- _Short task_
Can you give back the records below word for word, keeping every line?

Begin Dataset entries

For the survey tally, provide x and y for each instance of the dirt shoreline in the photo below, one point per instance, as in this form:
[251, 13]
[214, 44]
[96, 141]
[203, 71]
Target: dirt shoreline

End Dataset entries

- _Response_
For the survey tally, provide x and y for each instance of the dirt shoreline in the photo below, one point per instance, as in this form:
[251, 13]
[214, 44]
[96, 141]
[203, 71]
Target: dirt shoreline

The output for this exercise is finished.